Could you copy out verbatim, and copy nothing else, the part of the entries below that opens with the line containing "Objective — for the white sock" and closes with the final entry, including both of those lines?

*GIVEN DATA*:
_ _ _ _
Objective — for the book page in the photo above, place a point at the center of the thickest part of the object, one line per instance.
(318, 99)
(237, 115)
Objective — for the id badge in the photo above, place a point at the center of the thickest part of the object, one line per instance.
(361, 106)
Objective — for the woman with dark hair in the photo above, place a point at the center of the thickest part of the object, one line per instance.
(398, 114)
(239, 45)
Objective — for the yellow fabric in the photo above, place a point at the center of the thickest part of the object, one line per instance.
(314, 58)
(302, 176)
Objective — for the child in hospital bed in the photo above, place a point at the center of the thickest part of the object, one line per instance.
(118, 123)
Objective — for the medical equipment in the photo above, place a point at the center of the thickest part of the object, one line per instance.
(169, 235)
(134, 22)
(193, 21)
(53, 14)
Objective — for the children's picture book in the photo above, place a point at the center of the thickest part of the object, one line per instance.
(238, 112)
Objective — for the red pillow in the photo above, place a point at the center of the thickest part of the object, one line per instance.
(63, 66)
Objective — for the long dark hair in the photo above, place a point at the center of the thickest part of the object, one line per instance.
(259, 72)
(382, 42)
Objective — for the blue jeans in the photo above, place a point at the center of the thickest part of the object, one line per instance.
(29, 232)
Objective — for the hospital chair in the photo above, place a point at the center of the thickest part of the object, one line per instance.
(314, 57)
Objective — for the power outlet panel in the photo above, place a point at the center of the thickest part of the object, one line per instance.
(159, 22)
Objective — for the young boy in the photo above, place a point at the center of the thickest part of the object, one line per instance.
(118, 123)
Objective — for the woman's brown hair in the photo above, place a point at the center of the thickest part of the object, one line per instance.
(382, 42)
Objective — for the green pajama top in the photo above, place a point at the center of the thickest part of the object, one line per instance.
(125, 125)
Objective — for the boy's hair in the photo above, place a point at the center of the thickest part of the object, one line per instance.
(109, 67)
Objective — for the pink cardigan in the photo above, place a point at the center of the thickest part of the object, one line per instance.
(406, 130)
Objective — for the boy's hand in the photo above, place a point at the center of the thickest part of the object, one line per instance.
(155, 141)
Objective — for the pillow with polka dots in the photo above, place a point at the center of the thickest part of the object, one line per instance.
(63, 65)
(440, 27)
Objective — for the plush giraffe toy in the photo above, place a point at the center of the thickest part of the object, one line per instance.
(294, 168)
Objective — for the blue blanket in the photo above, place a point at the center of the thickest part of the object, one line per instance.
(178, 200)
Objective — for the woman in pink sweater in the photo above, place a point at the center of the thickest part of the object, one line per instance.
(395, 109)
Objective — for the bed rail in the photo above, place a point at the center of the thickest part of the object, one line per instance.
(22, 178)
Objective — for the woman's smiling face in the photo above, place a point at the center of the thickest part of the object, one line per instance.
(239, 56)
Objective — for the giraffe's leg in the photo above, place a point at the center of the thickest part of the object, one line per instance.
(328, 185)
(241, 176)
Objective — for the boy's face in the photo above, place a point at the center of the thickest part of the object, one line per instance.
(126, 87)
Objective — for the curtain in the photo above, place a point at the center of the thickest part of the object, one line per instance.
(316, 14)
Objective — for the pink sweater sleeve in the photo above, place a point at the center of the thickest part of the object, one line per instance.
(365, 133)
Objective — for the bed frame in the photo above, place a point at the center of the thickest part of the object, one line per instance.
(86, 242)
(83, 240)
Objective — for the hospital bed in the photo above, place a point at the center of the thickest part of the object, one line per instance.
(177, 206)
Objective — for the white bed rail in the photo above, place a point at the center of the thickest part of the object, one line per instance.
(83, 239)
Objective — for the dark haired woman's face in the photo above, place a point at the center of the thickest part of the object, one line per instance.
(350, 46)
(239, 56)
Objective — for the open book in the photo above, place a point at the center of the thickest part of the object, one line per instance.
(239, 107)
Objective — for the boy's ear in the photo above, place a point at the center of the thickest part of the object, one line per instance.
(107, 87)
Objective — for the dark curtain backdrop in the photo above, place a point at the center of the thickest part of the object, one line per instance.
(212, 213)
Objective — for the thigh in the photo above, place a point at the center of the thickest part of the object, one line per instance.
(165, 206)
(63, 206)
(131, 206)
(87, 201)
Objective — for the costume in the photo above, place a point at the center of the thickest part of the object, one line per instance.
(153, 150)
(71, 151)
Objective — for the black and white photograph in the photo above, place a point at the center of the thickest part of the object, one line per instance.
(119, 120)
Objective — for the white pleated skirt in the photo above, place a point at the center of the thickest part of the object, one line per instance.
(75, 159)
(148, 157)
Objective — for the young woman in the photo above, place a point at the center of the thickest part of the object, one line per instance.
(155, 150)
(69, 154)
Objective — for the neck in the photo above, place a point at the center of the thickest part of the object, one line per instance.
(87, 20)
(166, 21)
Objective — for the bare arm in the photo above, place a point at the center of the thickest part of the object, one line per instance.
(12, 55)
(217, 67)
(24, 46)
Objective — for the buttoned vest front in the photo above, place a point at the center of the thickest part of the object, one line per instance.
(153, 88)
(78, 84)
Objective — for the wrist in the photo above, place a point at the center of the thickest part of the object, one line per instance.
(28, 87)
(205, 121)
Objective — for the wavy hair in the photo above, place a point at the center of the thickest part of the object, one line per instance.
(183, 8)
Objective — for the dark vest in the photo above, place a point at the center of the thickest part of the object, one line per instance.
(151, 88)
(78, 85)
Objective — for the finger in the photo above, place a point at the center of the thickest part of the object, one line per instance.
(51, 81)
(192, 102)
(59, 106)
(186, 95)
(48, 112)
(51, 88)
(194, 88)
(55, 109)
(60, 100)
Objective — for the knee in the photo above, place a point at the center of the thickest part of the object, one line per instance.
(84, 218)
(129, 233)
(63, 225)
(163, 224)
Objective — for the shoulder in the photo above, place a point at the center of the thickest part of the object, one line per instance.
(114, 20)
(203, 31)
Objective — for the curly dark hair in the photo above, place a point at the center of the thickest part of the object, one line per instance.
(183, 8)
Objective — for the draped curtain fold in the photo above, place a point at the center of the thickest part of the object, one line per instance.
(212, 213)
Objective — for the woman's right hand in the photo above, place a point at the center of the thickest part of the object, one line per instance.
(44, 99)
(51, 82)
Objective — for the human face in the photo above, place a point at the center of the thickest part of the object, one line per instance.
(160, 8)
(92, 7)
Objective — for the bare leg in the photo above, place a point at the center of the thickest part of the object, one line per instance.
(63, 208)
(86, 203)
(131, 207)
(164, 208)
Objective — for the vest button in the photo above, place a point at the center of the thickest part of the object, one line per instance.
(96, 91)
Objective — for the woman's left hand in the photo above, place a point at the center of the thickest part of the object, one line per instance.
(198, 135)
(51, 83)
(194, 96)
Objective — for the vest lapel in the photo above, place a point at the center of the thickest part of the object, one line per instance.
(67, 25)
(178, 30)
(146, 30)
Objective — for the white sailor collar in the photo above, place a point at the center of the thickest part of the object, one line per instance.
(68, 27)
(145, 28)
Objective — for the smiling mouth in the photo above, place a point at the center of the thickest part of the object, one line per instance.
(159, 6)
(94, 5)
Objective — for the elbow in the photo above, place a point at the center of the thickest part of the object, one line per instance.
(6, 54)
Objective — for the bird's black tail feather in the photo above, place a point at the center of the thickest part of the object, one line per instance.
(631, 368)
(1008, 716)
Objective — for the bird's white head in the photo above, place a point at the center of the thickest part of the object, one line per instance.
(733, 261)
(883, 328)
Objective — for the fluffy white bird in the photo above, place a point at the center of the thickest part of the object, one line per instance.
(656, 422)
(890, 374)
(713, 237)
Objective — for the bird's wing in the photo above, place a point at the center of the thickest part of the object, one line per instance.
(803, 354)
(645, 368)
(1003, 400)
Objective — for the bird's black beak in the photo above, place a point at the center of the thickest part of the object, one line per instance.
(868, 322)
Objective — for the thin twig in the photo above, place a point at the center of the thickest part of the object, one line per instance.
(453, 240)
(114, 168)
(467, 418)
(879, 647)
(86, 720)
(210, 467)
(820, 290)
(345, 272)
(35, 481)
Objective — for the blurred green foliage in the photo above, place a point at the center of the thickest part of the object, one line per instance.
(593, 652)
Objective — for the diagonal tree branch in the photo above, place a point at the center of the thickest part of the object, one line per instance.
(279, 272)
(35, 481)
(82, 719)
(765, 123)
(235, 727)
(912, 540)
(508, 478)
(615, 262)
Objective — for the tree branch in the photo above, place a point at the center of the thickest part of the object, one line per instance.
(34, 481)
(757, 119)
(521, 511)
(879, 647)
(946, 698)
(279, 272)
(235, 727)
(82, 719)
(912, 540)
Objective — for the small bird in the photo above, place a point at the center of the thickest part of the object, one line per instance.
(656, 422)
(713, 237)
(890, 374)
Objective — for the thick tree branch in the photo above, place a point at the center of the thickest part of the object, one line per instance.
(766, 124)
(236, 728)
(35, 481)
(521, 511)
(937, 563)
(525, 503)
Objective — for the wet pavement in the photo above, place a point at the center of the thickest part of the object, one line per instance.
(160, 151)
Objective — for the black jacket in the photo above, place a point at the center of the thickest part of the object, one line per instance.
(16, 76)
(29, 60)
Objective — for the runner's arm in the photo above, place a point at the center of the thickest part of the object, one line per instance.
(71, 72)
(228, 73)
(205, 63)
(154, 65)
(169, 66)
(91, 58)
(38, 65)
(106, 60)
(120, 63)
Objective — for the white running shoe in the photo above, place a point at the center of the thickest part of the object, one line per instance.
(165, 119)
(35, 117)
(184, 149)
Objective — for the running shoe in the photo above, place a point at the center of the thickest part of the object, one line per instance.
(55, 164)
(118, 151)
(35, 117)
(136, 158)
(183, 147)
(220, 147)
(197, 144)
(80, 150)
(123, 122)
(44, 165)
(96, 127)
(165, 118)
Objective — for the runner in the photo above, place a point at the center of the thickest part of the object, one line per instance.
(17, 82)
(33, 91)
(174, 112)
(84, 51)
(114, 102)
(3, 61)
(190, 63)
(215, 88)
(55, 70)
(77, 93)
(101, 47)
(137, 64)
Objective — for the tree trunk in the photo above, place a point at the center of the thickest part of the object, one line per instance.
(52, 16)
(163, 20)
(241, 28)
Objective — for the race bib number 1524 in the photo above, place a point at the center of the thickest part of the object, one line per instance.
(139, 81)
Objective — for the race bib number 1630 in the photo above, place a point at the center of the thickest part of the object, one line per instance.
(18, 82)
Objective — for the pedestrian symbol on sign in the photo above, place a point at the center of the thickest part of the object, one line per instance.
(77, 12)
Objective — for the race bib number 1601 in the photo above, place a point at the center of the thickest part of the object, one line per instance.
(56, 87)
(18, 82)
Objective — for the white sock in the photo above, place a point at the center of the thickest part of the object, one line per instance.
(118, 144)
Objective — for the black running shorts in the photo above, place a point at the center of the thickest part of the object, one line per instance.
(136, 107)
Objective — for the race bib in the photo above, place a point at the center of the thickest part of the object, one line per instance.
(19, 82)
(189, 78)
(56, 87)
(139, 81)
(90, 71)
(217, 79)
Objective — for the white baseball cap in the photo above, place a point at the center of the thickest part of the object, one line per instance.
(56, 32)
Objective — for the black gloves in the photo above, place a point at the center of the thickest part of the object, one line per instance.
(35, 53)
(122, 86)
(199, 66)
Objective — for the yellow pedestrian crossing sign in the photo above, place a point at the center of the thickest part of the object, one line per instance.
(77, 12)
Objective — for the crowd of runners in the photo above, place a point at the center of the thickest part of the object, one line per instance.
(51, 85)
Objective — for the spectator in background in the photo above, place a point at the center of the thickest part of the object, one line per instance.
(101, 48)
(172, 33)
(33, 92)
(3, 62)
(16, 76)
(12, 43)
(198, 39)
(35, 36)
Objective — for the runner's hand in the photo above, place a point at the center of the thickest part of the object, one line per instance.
_ _ _ _
*COMPLETE OUTPUT*:
Objective — for the white sock in the photo above, place a point at the center of the thickest part of the object, one line per instance.
(118, 144)
Objective — for the black running shorts in the photo above, place a point at the center of the thickest part of the object, one line per instance.
(136, 107)
Objective — for the race bib in the photo above, place a point at the center of the thickest part of the object, one line per instance.
(19, 82)
(189, 78)
(56, 87)
(139, 81)
(90, 71)
(217, 79)
Objective — for the white baseball cap in the photo above, place a point at the center of the thickest part of the object, one line per instance.
(56, 32)
Objective — for the black gloves in the photo above, place a point at the center of the thickest part of the object, one line per instance.
(35, 53)
(122, 86)
(199, 66)
Objective — for the yellow pedestrian crossing sign in the photo above, place a point at the center of the thickest part of the object, one line per instance.
(77, 12)
Objective — for the crowd of runners in the photo above, place a point at the center of the thickest part of the object, one line per instance.
(51, 85)
Objective — for the spectator in background in the photo above, place a point at the center of the thickest part of the object, one line per instance.
(101, 48)
(172, 33)
(33, 92)
(3, 62)
(16, 76)
(12, 43)
(198, 39)
(35, 36)
Objective — for the runner's hand in the photo above, place a point at the center of the thickest part of the object, one line per instance.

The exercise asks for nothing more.